:: Set exercise ::
Report every line in the material below that contains the string "small", copying each such line in full.

:: Shape annotation entries ::

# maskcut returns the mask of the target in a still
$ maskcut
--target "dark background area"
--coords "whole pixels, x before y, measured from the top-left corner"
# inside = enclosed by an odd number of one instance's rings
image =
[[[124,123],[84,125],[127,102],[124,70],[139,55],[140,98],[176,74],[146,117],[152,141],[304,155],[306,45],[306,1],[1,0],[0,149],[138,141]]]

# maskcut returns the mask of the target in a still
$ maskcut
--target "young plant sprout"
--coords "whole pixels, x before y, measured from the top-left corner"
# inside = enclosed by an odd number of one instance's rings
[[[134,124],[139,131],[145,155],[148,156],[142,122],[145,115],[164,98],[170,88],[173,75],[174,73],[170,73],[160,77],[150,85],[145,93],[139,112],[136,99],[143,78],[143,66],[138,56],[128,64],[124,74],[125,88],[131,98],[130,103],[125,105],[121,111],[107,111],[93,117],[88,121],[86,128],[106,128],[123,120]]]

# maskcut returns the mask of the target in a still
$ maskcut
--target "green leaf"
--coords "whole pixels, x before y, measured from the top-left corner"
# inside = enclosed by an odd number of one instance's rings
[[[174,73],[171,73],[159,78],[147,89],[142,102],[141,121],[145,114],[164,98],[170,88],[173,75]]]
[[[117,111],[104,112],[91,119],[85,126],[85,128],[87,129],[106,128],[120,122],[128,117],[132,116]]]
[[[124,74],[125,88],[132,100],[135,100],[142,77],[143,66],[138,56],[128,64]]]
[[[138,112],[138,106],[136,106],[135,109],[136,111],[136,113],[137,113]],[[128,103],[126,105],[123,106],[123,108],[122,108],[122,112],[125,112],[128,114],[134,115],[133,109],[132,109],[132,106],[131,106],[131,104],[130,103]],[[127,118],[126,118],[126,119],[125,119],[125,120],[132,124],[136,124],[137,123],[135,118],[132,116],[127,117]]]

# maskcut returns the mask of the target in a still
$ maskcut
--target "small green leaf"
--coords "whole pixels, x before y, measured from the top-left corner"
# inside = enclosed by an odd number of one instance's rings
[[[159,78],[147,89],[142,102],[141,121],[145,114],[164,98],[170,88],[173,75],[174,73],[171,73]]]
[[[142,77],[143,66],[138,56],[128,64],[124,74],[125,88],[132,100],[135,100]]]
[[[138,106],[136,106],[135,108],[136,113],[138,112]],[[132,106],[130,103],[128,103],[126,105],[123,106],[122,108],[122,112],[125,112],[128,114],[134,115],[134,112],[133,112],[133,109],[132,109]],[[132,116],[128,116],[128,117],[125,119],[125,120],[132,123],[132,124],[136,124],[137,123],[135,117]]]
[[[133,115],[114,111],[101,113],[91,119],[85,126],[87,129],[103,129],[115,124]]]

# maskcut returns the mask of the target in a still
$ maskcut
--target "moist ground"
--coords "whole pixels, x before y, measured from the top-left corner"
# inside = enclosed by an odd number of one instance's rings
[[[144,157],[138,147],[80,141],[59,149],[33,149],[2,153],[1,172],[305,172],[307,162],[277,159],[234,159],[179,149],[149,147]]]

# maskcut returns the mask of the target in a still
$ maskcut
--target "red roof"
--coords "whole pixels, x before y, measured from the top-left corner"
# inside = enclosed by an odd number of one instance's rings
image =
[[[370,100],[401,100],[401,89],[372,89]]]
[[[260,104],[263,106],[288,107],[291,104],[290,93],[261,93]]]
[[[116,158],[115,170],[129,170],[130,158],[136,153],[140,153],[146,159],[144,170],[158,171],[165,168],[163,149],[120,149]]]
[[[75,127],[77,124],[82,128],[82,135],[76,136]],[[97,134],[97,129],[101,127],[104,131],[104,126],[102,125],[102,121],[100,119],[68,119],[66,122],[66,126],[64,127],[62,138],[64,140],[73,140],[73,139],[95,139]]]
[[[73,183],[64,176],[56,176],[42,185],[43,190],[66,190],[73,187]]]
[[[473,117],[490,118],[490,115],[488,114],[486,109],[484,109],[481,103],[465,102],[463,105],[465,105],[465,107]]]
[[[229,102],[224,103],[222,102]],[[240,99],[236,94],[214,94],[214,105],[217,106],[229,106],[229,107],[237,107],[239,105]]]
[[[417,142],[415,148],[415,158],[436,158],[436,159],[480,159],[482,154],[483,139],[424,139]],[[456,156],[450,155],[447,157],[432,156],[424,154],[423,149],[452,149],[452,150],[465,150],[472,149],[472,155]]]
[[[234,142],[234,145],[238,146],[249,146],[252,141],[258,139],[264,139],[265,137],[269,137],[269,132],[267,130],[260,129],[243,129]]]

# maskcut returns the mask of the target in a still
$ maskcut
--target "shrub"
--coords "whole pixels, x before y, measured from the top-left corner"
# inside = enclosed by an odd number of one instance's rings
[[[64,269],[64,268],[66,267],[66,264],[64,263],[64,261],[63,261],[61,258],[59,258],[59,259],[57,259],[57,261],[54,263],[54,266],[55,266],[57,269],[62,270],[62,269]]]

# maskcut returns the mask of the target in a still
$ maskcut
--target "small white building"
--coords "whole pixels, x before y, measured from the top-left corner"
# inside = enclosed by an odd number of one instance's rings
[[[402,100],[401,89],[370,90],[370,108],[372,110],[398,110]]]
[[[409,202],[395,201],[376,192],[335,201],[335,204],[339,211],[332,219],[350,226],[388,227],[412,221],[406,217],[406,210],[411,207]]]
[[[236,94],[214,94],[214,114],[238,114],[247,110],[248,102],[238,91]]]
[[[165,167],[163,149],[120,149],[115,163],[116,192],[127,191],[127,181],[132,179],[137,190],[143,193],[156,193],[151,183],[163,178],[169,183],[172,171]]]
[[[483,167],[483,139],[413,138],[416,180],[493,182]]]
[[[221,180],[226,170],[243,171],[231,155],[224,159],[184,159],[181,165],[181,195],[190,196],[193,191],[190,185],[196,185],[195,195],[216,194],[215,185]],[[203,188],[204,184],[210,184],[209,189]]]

:: Final result ::
--target "small green leaf"
--target "small white building"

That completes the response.